◆ What is asked ◆
In the records below, swap "jersey" for "shirt" and reproduce them with everything else unchanged.

◆ Input records ◆
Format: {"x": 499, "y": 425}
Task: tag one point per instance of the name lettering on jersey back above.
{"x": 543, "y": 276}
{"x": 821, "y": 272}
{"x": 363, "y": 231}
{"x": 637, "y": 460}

◆ Finished answer ◆
Format: {"x": 499, "y": 425}
Task: tag one point per instance of the name lettering on shirt back above.
{"x": 543, "y": 276}
{"x": 821, "y": 272}
{"x": 363, "y": 231}
{"x": 637, "y": 460}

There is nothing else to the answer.